> **PROBLEM TO WORK ON**
Pull out every line of the material that contains the string "green", matching case exactly.

> **Stored data**
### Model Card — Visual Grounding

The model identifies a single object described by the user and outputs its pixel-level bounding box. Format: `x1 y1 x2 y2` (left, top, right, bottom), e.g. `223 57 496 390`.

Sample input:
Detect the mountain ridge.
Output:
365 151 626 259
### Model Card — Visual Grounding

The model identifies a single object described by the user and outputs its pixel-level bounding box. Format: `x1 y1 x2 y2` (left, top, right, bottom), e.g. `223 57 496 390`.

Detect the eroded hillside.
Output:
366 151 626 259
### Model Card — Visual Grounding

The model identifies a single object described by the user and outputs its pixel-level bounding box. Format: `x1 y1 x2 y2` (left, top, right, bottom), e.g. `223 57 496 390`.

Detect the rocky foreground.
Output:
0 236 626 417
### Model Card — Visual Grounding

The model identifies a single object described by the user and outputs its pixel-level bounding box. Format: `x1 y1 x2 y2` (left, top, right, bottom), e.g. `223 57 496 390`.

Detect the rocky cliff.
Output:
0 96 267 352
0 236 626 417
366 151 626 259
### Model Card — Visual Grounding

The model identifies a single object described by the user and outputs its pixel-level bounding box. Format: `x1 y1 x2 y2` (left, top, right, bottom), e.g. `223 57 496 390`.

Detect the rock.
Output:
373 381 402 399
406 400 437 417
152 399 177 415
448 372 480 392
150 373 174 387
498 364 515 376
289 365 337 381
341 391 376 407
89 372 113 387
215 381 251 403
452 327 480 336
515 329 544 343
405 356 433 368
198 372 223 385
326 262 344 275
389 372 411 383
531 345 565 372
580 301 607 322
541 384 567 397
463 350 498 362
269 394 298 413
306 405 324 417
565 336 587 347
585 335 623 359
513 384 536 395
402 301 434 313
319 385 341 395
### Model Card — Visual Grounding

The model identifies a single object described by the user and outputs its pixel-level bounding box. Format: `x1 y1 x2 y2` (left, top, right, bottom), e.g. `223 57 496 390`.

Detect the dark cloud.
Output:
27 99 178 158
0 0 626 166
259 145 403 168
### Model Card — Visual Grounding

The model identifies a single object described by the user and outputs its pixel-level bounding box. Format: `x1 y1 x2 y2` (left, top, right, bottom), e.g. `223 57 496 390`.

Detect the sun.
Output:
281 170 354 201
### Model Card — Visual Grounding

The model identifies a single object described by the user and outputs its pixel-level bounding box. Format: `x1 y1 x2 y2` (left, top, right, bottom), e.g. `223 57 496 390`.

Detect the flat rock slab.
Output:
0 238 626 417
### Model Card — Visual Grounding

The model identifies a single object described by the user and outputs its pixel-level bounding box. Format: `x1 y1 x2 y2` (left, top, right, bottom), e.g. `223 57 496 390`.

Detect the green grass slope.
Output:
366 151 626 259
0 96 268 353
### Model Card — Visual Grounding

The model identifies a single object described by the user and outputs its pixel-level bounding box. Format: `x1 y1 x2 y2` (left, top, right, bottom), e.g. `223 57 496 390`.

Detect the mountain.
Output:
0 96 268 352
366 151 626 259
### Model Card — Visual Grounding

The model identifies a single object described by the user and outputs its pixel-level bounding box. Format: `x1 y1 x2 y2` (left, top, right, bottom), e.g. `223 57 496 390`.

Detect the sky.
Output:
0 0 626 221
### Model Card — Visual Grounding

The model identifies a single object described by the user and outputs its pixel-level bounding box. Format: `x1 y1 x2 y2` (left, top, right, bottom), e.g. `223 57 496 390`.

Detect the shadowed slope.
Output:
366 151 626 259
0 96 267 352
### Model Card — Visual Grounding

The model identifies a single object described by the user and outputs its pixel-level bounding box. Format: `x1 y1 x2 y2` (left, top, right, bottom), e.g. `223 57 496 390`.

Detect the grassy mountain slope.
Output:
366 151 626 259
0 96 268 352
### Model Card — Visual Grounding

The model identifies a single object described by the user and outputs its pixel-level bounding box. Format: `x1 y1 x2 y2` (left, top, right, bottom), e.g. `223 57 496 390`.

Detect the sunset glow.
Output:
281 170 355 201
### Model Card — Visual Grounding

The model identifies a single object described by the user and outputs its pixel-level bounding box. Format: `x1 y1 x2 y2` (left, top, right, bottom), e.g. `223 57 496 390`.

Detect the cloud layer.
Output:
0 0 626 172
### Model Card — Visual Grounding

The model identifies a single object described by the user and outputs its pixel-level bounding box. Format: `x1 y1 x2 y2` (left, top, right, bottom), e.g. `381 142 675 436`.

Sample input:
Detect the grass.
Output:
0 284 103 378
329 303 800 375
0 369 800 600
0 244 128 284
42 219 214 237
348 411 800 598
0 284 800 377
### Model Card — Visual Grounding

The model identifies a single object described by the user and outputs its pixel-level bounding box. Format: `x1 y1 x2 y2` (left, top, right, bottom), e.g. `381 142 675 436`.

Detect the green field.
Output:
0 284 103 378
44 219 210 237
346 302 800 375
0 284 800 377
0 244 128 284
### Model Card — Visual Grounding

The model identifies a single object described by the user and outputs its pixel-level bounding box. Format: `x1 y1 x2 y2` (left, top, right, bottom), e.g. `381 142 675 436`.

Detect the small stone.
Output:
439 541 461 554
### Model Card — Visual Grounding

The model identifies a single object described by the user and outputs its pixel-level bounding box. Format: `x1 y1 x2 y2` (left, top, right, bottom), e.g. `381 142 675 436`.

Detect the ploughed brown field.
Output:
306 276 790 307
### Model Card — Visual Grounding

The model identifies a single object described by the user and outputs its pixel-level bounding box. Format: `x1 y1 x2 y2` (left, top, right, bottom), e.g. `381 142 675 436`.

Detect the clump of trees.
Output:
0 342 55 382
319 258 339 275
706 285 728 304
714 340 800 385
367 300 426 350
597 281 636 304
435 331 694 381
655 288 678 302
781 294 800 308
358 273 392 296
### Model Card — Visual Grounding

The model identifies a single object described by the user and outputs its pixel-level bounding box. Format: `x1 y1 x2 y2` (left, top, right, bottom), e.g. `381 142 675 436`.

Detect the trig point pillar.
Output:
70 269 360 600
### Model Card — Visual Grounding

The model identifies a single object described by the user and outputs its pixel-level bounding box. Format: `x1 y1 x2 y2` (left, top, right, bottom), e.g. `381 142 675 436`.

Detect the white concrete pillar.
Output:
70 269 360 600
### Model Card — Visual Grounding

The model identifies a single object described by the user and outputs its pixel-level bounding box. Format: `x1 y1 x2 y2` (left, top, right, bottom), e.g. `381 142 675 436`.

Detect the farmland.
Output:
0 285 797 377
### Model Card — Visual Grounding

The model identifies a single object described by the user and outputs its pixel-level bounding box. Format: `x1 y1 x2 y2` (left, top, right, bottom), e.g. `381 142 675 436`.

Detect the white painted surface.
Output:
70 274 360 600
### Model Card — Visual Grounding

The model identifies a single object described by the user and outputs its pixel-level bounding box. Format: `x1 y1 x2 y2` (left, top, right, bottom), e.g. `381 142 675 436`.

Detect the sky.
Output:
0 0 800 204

> **SOLUTION FOR THIS TASK**
Detect the green grass slope.
Detect the green field.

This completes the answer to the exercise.